__Фрагмент для чтения__.
# # # # # # #

За четырьмя–семью иероглифами строки носитель иероглифической культуры (или погруженный в нее переводчик) способен увидеть целую поэму, чего не увидит читатель перевода, если не попытаться развернуть для него доступную взгляду переводчика внутреннюю нюансировку. Пусть это будет подобно попытке, расчленив на множество живописных мазков объемный, но единый мир, развернуть его на плоскости холста. И все же это интереснее, нежели отпечатать лишь внешний абрис форм.
 
Приведу в качестве примера один из вариантов перевода входящих в 29 цзюань «Литературного изборника» [38, цз. 29, с. 639–640] «Четырех печальных стихов» (Сы чоу ши 四愁詩) ханьского поэта Чжан Хэна (張衡, 78–139). Это стихотворение состоит из четырех блоков, в каждом из которых влюбленный (или влюбленная) ищет свою пару по четырем странам света: на восточной Великой горе Тай шань 泰山, в южном селении Гуй линь 桂林 (буквально: «Коричная роща»), к которому надо пробираться через глубокие воды Янцзы, в западном селении Хань ян 漢陽 (оно же Тянь шуй 天水 – буквально «Небесные воды»), путь к которому преграждает Лунский хребет 隴山 (Лун шань) и в северном селении Янь мэнь 雁門 (буквально «Гусиные двери»). Каждый блок состоит из семи строк по семь иероглифов в каждой. Строки сгруппированы следующим образом: двустишие; одиночная строка, которая выступает как двустишие со строками в 3 и 4 иероглифа; двустишие; двустишие. Блоки же различаются только одним – тремя иероглифами в конце каждой строки (в третьей – по одному иероглифу в полустрочии). К тому же последние иероглифы третьих, седьмых и конечные биномы шестых строк синонимичны между собой. Я предлагаю один из возможных переводов, основанных на интерпретации и комментариях Чжан Чжэнь-цзэ (см. [41, с. 1–6]) и Шэнь Вэнь-фаня (см. [37, с. 6–8]). Номера показывают начало строки, а «—» вставную строку переводчика. Вот как это выглядит:
 
  1.      Та, к кому мысли напутствую,
           ах, на Великой горе!

# # # # # # #

__Предоставленные записи__.
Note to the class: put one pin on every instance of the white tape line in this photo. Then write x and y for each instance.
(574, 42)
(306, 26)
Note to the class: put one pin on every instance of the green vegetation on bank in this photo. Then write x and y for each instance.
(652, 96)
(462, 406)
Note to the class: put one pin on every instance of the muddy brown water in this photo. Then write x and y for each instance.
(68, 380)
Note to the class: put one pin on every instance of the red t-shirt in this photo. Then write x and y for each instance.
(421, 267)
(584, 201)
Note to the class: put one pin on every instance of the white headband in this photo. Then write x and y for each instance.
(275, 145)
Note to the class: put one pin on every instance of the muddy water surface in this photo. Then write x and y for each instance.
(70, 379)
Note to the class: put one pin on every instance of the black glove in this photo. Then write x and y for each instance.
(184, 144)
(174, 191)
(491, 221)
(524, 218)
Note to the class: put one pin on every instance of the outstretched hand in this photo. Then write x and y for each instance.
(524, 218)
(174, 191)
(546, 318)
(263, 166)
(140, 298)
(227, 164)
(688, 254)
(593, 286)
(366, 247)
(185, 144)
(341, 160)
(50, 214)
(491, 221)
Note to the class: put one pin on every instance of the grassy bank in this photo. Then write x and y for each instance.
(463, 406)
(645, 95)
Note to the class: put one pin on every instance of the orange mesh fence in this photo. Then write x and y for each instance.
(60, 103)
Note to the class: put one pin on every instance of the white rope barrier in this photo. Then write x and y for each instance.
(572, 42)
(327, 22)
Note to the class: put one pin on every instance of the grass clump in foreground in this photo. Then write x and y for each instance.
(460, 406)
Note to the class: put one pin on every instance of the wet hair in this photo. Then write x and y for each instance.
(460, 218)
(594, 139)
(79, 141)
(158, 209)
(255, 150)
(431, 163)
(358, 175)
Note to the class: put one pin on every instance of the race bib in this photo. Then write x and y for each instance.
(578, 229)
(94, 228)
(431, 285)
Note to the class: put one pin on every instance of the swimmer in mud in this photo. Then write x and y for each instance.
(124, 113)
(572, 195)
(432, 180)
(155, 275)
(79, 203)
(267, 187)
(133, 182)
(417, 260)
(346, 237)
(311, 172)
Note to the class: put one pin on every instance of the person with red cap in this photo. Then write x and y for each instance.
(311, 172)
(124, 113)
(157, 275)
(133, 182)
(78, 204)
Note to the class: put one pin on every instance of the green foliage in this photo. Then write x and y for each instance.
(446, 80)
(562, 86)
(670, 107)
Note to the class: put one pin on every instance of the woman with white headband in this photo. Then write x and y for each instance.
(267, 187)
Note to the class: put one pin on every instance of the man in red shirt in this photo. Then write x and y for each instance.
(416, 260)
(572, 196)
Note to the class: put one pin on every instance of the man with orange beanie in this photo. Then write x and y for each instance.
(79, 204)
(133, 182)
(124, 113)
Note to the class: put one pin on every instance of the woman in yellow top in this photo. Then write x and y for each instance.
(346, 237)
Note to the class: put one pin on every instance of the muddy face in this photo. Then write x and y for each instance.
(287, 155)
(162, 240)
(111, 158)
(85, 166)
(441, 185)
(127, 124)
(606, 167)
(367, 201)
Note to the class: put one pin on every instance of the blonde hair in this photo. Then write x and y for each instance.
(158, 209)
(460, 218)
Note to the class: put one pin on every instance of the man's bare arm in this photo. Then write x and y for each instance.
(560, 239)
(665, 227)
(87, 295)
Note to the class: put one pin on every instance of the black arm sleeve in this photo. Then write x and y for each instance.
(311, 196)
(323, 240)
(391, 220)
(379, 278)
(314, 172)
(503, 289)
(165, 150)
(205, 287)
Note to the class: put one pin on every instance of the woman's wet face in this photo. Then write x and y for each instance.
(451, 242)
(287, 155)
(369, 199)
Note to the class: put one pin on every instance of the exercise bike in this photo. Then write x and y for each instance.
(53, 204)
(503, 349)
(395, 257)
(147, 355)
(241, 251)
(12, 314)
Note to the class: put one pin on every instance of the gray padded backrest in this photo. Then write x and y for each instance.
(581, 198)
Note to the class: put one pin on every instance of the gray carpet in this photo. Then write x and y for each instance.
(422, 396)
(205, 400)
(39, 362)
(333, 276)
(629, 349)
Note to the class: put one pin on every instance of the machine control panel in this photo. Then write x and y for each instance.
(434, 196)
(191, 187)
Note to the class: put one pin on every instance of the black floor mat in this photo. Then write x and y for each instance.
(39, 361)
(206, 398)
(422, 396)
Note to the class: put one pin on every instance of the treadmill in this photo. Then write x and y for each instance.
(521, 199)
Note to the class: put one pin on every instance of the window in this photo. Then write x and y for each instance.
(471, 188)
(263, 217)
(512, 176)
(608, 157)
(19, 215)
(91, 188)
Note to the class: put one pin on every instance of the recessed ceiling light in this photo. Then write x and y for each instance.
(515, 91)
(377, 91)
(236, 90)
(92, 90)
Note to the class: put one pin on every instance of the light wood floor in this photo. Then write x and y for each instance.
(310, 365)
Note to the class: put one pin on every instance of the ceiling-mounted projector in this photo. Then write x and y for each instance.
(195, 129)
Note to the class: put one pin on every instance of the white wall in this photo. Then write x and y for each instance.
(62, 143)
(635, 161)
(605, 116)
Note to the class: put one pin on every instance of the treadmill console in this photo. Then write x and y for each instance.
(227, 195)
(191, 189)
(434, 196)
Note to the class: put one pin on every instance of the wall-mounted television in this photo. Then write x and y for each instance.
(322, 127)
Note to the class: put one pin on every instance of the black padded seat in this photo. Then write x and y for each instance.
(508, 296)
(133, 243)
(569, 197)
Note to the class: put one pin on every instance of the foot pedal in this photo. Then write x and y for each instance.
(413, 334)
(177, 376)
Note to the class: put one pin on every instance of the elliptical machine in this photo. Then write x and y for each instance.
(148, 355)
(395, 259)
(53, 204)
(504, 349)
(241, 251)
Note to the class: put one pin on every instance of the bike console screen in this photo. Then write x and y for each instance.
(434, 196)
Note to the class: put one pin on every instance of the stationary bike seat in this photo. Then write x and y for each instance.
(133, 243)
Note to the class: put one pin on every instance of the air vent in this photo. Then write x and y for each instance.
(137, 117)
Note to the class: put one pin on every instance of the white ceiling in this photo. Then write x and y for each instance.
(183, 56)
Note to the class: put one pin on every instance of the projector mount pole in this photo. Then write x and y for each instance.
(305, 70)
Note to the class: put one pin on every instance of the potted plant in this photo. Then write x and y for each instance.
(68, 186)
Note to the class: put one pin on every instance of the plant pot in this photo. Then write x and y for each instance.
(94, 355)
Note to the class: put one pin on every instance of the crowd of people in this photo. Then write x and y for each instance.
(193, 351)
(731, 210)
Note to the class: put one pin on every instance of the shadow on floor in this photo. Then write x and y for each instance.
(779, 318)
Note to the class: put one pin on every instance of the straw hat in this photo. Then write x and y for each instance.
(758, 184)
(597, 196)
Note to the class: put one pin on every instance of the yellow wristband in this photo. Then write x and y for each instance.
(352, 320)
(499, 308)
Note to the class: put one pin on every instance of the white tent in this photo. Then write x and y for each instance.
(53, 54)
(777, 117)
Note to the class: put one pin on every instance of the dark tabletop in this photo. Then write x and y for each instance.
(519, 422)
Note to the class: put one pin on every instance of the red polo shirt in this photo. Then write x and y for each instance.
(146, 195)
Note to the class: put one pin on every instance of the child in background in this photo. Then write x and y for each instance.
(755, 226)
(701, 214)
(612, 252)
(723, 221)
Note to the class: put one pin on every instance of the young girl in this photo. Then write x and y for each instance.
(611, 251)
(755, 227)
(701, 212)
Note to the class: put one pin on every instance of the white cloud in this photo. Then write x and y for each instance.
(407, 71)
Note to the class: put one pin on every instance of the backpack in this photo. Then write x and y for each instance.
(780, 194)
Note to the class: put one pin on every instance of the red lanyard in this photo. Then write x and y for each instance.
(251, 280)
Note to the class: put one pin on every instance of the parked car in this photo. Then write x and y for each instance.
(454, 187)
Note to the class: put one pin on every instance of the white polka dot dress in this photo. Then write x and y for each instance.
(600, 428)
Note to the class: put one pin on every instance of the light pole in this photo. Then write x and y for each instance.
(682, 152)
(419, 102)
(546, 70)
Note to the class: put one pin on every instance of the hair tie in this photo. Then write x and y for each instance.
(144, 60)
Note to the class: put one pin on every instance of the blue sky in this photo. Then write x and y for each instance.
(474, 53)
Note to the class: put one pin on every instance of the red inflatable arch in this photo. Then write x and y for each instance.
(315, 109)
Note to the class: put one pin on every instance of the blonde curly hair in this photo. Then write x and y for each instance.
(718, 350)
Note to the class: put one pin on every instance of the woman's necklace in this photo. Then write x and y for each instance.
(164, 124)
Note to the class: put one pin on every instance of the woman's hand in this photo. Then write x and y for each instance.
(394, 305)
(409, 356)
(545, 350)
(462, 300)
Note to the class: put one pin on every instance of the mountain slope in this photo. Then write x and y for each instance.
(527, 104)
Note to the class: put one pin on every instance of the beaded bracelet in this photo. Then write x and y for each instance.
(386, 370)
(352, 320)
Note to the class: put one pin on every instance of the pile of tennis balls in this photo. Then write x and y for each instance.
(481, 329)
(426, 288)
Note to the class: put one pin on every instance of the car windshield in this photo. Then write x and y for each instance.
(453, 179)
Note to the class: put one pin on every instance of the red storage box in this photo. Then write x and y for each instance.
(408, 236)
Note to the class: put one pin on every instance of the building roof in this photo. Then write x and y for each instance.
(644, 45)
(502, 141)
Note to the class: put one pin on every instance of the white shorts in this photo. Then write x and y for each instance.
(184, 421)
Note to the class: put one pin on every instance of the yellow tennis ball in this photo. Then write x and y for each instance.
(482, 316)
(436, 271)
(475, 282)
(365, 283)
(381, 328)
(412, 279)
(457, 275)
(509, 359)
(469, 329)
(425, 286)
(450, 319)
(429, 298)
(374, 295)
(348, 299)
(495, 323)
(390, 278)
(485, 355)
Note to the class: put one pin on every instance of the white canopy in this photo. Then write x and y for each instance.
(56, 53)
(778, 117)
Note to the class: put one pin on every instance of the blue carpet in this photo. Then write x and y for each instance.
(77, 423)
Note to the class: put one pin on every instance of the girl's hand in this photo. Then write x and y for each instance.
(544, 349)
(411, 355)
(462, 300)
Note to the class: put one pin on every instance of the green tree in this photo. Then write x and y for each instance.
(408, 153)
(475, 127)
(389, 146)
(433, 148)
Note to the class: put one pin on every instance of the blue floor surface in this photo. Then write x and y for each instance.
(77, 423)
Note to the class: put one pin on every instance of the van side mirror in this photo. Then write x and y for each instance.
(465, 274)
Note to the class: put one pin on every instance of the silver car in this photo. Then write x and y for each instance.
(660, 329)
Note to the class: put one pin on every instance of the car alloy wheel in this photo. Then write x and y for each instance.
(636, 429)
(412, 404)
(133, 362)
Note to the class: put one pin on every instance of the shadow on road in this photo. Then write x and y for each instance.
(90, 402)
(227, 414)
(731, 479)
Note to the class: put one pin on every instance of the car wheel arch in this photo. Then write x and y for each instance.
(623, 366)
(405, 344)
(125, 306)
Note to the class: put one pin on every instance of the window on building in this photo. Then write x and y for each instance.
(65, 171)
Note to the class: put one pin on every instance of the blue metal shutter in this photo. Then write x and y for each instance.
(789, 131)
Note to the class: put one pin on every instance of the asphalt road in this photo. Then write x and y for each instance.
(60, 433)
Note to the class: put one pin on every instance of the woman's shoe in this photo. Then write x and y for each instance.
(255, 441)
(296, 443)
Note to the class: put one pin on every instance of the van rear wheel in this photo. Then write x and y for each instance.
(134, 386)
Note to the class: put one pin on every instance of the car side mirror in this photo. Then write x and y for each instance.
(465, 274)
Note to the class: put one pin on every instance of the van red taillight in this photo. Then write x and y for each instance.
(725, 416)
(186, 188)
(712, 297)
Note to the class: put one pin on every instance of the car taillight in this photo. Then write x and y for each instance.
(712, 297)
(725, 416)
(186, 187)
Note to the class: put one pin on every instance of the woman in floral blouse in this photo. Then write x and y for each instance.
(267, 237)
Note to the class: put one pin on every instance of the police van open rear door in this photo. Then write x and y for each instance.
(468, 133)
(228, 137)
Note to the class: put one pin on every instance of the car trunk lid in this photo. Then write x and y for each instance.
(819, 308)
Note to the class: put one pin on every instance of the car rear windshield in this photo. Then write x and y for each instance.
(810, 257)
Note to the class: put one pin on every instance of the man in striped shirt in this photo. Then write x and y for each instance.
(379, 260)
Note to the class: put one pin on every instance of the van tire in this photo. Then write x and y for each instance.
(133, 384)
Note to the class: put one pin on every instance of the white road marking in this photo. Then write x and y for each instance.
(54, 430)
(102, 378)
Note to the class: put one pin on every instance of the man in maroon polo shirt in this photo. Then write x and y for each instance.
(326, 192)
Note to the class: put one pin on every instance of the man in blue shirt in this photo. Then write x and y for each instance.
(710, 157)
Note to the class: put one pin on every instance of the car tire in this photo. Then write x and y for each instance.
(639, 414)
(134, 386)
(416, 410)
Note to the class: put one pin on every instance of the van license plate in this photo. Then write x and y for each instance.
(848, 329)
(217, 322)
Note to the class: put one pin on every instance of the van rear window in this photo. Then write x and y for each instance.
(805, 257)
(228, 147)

# # # # # # #

__Ваша задача__.
Перепишите из текста о переводе китайской поэзии отрывок, начиная со слов «За четырьмя–семью иероглифами» и заканчивая словами «внешний абрис форм.».

__Результат__.
За четырьмя–семью иероглифами строки носитель иероглифической культуры (или погруженный в нее переводчик) способен увидеть целую поэму, чего не увидит читатель перевода, если не попытаться развернуть для него доступную взгляду переводчика внутреннюю нюансировку. Пусть это будет подобно попытке, расчленив на множество живописных мазков объемный, но единый мир, развернуть его на плоскости холста. И все же это интереснее, нежели отпечатать лишь внешний абрис форм.